**Data in this exercise:**
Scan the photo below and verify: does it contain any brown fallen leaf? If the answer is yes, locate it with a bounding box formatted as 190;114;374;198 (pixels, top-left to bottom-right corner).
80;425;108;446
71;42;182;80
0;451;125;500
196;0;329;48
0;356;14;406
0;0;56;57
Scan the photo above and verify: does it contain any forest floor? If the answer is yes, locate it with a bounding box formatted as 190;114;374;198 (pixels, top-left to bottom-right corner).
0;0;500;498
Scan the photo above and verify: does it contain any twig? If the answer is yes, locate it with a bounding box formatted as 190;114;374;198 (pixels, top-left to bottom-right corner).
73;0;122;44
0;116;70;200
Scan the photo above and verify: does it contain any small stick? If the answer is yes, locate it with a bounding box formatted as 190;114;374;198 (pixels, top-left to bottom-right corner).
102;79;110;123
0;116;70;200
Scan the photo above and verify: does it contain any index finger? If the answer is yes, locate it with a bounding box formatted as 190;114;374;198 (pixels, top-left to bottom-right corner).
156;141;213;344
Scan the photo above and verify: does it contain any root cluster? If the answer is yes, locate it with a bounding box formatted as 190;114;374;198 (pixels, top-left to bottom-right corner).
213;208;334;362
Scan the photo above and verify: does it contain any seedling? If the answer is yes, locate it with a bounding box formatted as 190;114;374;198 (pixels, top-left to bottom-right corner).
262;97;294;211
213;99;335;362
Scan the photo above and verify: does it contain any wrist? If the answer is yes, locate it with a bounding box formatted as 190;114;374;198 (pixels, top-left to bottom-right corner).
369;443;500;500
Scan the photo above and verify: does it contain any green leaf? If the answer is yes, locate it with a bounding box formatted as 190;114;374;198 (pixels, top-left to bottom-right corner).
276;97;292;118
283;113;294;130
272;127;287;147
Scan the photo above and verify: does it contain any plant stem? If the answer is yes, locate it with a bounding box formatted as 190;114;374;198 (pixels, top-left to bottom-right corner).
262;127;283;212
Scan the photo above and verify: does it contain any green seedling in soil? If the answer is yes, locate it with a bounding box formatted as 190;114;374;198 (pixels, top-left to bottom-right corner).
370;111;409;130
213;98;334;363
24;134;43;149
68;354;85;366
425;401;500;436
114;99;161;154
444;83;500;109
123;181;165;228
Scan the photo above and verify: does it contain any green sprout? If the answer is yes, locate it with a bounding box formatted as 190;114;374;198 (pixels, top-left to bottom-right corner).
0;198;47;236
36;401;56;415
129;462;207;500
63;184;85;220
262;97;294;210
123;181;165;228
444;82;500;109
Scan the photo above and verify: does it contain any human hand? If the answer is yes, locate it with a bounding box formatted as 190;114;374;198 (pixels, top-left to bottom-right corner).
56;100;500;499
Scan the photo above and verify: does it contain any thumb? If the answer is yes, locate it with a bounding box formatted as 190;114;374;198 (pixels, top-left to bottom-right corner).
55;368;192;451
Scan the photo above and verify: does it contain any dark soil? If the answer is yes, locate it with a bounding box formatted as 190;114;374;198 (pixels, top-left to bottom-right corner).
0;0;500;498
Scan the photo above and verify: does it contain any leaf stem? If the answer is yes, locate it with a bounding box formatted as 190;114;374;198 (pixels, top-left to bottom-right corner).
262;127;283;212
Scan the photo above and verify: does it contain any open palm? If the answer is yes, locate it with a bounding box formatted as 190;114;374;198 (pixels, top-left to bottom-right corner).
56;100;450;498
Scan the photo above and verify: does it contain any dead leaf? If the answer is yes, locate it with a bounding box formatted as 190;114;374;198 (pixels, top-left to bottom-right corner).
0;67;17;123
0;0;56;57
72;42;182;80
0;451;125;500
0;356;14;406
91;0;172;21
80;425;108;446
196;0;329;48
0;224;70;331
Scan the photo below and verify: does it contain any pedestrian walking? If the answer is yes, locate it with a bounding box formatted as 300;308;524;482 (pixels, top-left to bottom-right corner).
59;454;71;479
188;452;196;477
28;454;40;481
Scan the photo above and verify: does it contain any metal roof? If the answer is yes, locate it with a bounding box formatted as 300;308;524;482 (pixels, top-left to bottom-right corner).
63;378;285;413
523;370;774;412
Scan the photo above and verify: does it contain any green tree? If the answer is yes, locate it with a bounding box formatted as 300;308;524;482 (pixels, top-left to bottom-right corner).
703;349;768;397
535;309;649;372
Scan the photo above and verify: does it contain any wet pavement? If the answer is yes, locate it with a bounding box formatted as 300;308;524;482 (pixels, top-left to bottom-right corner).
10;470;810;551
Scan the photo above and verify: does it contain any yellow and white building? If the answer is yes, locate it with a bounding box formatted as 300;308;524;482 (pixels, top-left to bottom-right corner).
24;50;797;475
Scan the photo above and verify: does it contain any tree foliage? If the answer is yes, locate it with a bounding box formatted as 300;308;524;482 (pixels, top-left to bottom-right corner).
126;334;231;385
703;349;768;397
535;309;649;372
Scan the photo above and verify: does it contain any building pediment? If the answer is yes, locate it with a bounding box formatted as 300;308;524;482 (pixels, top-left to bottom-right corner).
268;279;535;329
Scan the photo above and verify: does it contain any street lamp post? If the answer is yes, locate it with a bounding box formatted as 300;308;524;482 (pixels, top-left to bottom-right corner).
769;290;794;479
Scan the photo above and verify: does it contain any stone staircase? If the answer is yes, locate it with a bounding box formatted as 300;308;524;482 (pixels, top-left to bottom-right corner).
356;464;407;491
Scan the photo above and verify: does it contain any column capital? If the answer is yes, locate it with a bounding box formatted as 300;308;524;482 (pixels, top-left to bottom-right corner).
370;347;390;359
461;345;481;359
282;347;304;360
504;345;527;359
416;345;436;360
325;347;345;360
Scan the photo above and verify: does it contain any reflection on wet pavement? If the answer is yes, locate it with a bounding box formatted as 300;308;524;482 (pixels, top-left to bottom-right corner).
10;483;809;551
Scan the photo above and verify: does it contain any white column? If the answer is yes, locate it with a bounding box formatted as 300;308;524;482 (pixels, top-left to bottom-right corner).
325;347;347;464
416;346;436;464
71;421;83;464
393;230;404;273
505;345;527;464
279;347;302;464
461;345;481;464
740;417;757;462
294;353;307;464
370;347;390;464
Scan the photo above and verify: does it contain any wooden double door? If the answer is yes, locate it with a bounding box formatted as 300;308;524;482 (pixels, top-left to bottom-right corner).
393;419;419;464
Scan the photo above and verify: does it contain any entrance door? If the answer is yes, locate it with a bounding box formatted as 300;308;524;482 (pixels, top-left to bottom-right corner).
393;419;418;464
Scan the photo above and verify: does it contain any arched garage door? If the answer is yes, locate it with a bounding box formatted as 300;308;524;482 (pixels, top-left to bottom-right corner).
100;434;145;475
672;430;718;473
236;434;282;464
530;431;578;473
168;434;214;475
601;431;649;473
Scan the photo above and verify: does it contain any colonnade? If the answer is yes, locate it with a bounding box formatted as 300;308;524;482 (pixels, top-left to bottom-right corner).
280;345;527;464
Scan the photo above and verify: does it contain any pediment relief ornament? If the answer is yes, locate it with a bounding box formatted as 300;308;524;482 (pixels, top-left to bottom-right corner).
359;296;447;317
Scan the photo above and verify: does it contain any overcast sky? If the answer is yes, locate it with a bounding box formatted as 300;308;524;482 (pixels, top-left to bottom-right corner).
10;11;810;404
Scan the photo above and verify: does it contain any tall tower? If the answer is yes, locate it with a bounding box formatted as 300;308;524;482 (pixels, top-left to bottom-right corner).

**The request:**
Which lines of the entries above contain the word "pavement"? Show each of them in full.

**Solution for this task:**
Scan the photo above and verify: does it contain any wet pavement? If the answer is yes, locate it with a bounding box formatted as 300;308;524;482 (pixels, top-left to bottom-right corner).
Scan the photo above and verify: does it contain any reflection on wet pavement? If the answer is yes, locate it with a bounding box formatted as 300;308;524;482 (pixels, top-left to bottom-right corner).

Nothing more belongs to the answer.